§ DIRECTION
Set out the listing below as a numbered list, from its first line through the line holding "(153, 203), (162, 218)", inclusive. Drop the blank lines and leave out the pictures.

::::::::::

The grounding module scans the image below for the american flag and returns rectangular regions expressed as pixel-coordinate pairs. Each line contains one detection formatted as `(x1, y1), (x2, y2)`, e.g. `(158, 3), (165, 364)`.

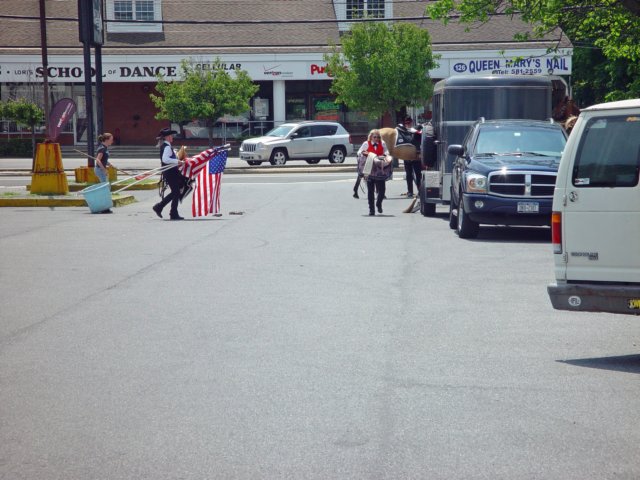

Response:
(191, 150), (227, 217)
(180, 148), (218, 178)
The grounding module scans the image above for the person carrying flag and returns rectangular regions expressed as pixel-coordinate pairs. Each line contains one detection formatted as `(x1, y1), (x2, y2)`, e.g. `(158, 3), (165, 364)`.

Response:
(153, 128), (185, 220)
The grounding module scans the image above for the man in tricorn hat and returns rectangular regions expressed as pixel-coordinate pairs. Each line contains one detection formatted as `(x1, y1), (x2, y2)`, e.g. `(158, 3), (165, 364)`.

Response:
(153, 128), (185, 220)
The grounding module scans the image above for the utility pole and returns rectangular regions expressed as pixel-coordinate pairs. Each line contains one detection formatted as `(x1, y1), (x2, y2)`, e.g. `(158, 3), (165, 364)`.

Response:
(40, 0), (49, 140)
(78, 0), (104, 163)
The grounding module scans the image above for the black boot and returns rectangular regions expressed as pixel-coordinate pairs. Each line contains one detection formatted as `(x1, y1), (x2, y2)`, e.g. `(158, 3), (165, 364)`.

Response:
(153, 203), (162, 218)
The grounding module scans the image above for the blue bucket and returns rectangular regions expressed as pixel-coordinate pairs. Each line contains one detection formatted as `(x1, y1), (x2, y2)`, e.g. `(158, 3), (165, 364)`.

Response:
(80, 182), (113, 213)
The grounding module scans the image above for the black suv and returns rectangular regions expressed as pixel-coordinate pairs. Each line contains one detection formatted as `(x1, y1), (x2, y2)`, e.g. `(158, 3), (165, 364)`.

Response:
(448, 119), (567, 238)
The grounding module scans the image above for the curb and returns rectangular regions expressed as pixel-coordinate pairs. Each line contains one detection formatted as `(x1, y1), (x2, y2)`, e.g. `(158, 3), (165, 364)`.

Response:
(0, 195), (136, 207)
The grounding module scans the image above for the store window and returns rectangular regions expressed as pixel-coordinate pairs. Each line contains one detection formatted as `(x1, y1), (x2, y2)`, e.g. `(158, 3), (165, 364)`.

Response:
(347, 0), (385, 20)
(106, 0), (162, 33)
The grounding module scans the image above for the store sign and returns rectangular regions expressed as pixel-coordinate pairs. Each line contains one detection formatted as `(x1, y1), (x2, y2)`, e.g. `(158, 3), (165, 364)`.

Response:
(450, 56), (571, 75)
(0, 55), (330, 83)
(0, 52), (571, 83)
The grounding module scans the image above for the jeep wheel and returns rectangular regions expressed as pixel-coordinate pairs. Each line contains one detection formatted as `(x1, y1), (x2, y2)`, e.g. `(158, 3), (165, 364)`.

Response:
(329, 147), (347, 163)
(269, 148), (287, 165)
(457, 196), (480, 238)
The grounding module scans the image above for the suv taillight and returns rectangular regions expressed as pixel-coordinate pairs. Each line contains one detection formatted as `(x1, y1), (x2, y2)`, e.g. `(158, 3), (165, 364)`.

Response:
(551, 212), (562, 253)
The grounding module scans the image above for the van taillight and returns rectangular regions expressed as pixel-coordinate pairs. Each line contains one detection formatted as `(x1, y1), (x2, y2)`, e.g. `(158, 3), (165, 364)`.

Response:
(551, 212), (562, 253)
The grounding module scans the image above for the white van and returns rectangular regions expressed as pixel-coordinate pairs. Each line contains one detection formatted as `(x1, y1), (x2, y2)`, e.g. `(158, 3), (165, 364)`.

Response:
(547, 99), (640, 315)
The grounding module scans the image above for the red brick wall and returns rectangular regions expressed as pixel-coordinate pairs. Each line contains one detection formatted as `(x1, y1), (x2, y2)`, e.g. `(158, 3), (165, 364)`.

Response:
(104, 83), (170, 145)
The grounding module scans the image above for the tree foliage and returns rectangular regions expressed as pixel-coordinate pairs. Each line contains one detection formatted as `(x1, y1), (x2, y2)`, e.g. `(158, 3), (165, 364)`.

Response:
(150, 59), (259, 145)
(325, 22), (436, 122)
(427, 0), (640, 103)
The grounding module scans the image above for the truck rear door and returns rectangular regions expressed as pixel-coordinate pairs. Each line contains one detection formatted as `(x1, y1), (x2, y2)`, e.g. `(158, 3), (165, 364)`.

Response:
(562, 110), (640, 282)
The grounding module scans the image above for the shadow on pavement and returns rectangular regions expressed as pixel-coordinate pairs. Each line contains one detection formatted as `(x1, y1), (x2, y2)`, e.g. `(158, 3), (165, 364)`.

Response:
(557, 354), (640, 373)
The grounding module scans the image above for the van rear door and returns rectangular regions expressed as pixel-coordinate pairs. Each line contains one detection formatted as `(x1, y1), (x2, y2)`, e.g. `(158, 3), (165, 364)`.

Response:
(562, 108), (640, 282)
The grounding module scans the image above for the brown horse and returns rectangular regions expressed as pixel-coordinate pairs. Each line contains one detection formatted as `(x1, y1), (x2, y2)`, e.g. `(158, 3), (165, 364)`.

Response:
(380, 128), (420, 162)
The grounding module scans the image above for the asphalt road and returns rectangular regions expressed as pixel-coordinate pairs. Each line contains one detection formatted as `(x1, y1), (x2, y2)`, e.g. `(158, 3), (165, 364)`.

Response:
(0, 174), (640, 480)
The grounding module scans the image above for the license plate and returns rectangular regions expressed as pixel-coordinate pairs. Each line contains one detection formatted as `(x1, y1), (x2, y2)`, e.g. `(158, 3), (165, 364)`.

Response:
(518, 202), (540, 213)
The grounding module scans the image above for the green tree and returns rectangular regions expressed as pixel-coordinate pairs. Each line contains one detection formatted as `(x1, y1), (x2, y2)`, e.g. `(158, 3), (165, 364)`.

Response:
(325, 22), (436, 124)
(0, 98), (44, 152)
(150, 59), (258, 145)
(427, 0), (640, 104)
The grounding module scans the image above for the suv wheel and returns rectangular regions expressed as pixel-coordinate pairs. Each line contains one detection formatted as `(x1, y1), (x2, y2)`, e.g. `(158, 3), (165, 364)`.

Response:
(457, 196), (480, 238)
(269, 148), (287, 165)
(329, 147), (347, 163)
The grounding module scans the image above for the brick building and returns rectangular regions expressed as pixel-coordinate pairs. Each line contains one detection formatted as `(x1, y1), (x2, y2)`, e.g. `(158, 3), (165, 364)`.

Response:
(0, 0), (572, 145)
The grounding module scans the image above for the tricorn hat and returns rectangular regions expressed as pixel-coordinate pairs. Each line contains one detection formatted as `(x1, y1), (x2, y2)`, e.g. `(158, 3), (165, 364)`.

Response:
(158, 127), (178, 138)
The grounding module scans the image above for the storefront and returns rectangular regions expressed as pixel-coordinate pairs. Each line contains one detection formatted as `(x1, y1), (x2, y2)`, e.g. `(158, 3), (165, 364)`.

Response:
(0, 48), (572, 145)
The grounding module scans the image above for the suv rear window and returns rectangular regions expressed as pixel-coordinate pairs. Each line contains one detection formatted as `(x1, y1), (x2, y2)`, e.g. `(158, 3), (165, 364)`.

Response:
(572, 115), (640, 187)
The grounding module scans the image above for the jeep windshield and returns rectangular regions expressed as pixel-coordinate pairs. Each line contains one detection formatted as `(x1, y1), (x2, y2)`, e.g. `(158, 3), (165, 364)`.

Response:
(264, 125), (293, 137)
(475, 127), (566, 157)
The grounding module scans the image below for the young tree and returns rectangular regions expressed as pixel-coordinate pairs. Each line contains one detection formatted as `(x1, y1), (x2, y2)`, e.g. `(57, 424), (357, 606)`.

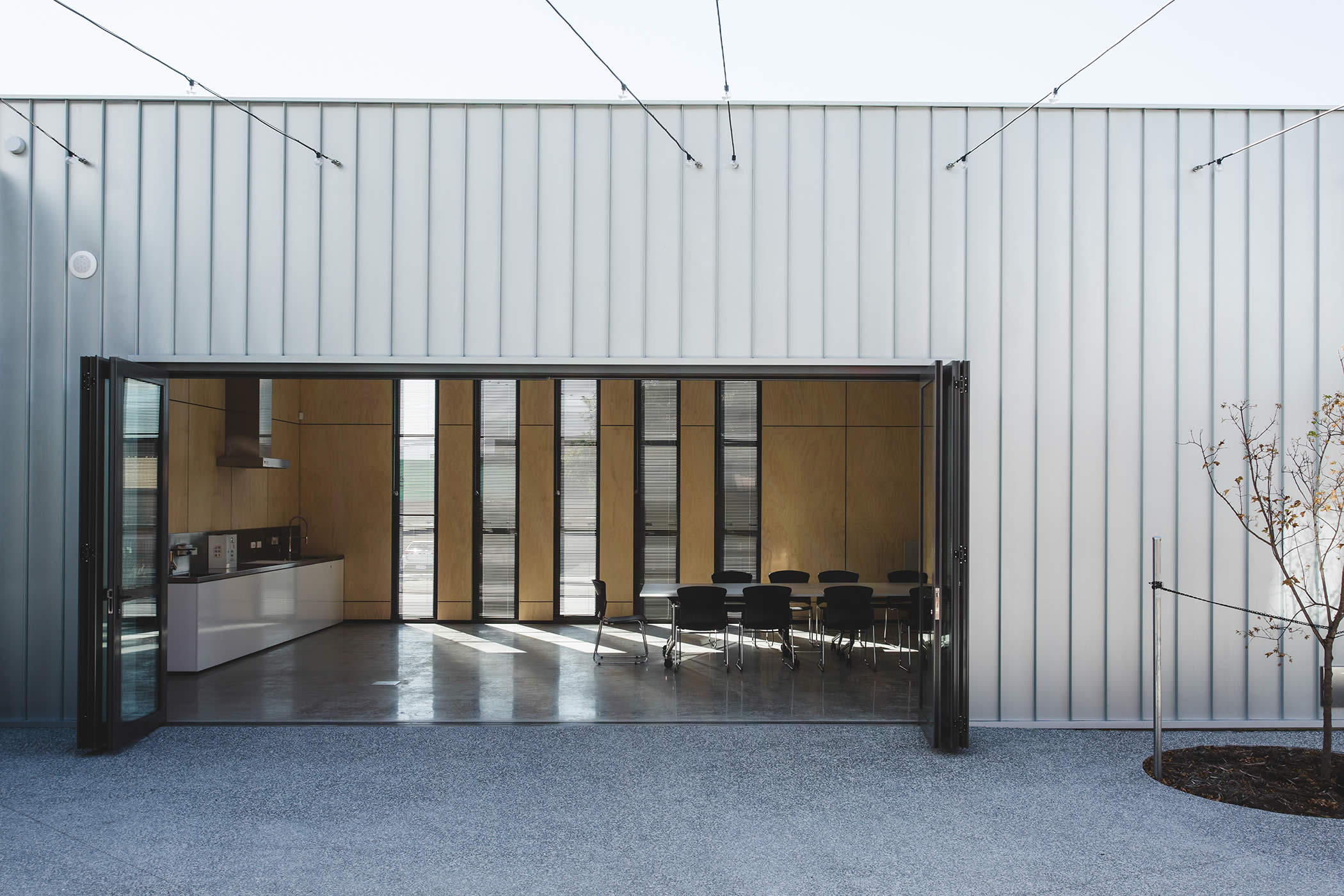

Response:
(1194, 362), (1344, 780)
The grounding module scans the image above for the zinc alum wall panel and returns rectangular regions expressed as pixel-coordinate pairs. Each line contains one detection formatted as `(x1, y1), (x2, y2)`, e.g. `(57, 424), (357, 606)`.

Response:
(1035, 109), (1080, 719)
(1142, 110), (1179, 730)
(355, 106), (392, 355)
(1069, 109), (1106, 719)
(715, 106), (755, 357)
(859, 106), (892, 360)
(207, 106), (252, 355)
(682, 106), (719, 357)
(894, 106), (935, 357)
(644, 109), (687, 357)
(609, 106), (649, 357)
(392, 106), (427, 356)
(751, 106), (790, 357)
(1215, 110), (1250, 719)
(27, 102), (68, 719)
(0, 102), (31, 719)
(1279, 111), (1322, 719)
(1168, 110), (1227, 719)
(962, 109), (1015, 720)
(173, 102), (215, 355)
(1105, 109), (1146, 720)
(536, 106), (574, 357)
(316, 105), (360, 356)
(284, 104), (322, 355)
(98, 102), (140, 356)
(821, 108), (860, 357)
(573, 106), (612, 357)
(426, 106), (473, 356)
(1242, 110), (1285, 719)
(788, 108), (827, 357)
(242, 104), (287, 355)
(1000, 109), (1036, 720)
(929, 109), (979, 357)
(500, 106), (538, 357)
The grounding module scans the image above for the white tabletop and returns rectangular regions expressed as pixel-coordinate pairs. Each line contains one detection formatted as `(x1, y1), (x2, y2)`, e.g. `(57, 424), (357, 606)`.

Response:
(640, 582), (918, 599)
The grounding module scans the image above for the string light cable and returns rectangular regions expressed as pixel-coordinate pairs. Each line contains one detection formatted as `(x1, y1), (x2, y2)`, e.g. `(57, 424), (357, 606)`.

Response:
(540, 0), (704, 168)
(714, 0), (738, 168)
(51, 0), (341, 168)
(0, 99), (89, 165)
(1191, 105), (1344, 171)
(946, 0), (1176, 171)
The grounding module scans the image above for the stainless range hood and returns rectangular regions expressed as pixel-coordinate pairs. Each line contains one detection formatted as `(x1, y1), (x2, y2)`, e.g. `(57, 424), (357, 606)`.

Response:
(215, 379), (289, 470)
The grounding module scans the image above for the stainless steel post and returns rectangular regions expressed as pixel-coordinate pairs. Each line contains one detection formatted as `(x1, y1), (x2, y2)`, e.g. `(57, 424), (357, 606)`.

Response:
(1149, 538), (1163, 780)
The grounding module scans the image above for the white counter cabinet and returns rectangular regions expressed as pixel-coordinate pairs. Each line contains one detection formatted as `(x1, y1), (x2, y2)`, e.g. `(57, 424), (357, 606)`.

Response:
(166, 560), (346, 671)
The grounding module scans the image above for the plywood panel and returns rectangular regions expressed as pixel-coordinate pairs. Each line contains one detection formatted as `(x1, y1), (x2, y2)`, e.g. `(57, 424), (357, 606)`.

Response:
(598, 422), (634, 612)
(265, 422), (301, 525)
(228, 467), (271, 529)
(518, 380), (555, 426)
(270, 380), (303, 427)
(300, 380), (392, 424)
(682, 380), (714, 426)
(844, 426), (919, 582)
(845, 380), (919, 426)
(598, 380), (634, 426)
(438, 600), (472, 622)
(518, 426), (555, 606)
(679, 427), (715, 582)
(761, 426), (845, 575)
(346, 602), (392, 620)
(187, 404), (232, 532)
(300, 424), (392, 607)
(187, 380), (225, 408)
(168, 400), (191, 532)
(438, 426), (476, 602)
(761, 380), (845, 426)
(438, 380), (476, 426)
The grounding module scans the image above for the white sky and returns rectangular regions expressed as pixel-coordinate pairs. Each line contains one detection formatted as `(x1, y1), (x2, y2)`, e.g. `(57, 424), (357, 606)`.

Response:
(0, 0), (1344, 108)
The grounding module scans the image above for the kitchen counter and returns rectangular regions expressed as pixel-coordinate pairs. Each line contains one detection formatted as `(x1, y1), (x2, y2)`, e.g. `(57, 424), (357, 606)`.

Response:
(168, 554), (346, 584)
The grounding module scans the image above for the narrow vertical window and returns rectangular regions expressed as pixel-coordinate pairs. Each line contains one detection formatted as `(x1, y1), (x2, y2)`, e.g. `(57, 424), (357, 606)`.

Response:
(476, 380), (518, 620)
(392, 380), (438, 620)
(555, 380), (598, 616)
(634, 380), (680, 621)
(715, 380), (761, 579)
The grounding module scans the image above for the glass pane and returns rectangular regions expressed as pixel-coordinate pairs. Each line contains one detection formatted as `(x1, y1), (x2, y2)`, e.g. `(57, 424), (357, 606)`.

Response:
(121, 379), (163, 588)
(121, 596), (160, 721)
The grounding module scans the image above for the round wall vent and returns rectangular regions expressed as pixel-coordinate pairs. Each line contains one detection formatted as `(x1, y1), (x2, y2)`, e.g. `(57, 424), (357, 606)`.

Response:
(70, 248), (98, 280)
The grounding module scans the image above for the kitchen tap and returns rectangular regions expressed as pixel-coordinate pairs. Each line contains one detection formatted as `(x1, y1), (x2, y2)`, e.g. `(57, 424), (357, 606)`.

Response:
(287, 516), (309, 560)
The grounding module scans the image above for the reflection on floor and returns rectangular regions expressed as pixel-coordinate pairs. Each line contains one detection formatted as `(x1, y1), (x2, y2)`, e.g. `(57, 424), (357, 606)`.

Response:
(168, 622), (918, 723)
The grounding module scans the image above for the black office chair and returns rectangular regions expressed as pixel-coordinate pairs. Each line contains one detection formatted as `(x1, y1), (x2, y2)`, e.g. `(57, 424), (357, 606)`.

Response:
(817, 584), (877, 671)
(770, 570), (813, 649)
(662, 584), (728, 671)
(734, 584), (798, 671)
(874, 570), (929, 671)
(593, 579), (649, 666)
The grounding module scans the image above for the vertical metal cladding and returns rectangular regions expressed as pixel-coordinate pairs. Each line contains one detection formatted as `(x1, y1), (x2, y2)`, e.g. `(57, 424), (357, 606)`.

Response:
(0, 99), (1344, 724)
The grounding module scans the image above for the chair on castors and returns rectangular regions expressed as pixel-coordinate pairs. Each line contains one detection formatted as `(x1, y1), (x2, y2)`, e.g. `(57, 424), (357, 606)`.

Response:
(593, 579), (649, 666)
(817, 584), (877, 671)
(734, 584), (798, 671)
(662, 584), (728, 671)
(770, 570), (815, 641)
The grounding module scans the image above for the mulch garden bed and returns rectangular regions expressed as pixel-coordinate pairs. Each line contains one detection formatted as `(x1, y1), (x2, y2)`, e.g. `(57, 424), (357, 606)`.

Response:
(1144, 747), (1344, 818)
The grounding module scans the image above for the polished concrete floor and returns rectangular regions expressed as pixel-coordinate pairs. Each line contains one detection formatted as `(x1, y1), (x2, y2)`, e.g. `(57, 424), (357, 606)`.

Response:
(168, 622), (918, 723)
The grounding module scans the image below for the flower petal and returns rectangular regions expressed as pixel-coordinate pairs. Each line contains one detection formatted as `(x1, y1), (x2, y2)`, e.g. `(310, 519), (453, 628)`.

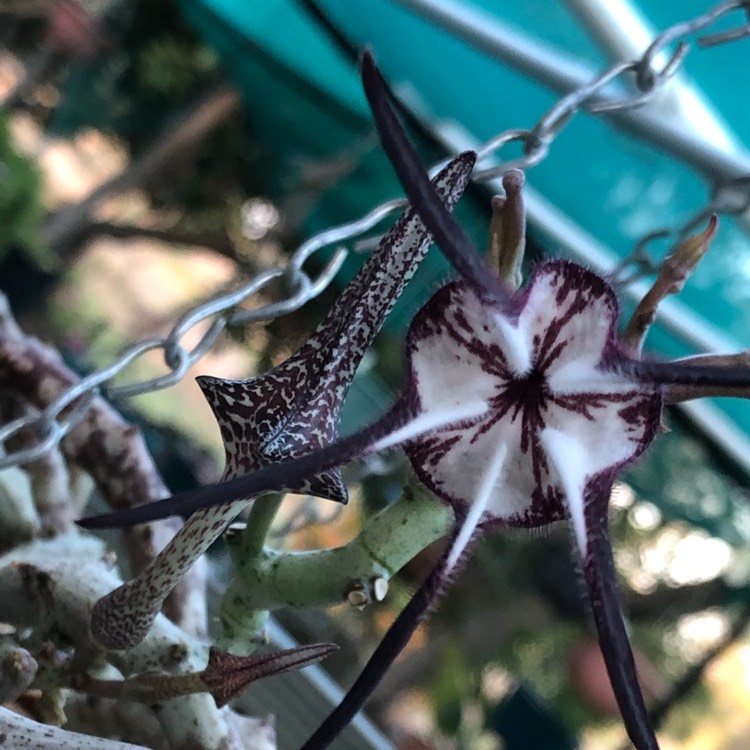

::::::::::

§ RESPONSE TO THIS TASK
1. The grounding module scans the image below for the american flag and returns rectangular regions expressed as pixel-coordinate pairs. Each line contains one detection formatted as `(x1, y1), (x2, y2)`, e.g. `(158, 3), (165, 364)`.
2. Response:
3. (191, 150), (227, 217)
4. (180, 148), (218, 178)
5. The grounding module scans the image above for the person carrying flag and returns rectangular regions expressed as pixel-coordinate pairs. Each line contains one detection formatted as `(x1, y1), (x2, y2)`, e.g. `(158, 3), (165, 364)`.
6. Response:
7. (153, 128), (185, 220)
8. The grounding module scans the image above for the man in tricorn hat and returns rectangular regions expressed as pixel-coordinate pairs. Each line contains one detection formatted as `(x1, y1), (x2, y2)`, e.g. `(158, 3), (165, 364)`.
9. Response:
10. (153, 128), (185, 220)
11. The grounding module scans the image above for the utility pole and returns rectangular regions expressed as pixel-coordinate pairs. Each line contains one detection formatted as `(x1, y1), (x2, y2)`, e.g. `(158, 3), (165, 364)`.
12. Response:
13. (40, 0), (49, 140)
14. (78, 0), (104, 163)
15. The grounding module scans the image above for the black boot and returns rectangular regions expressed as pixel-coordinate pairs. Each line contains one detection formatted as `(x1, y1), (x2, y2)`, e.g. `(158, 3), (165, 364)`.
16. Response:
17. (153, 203), (162, 218)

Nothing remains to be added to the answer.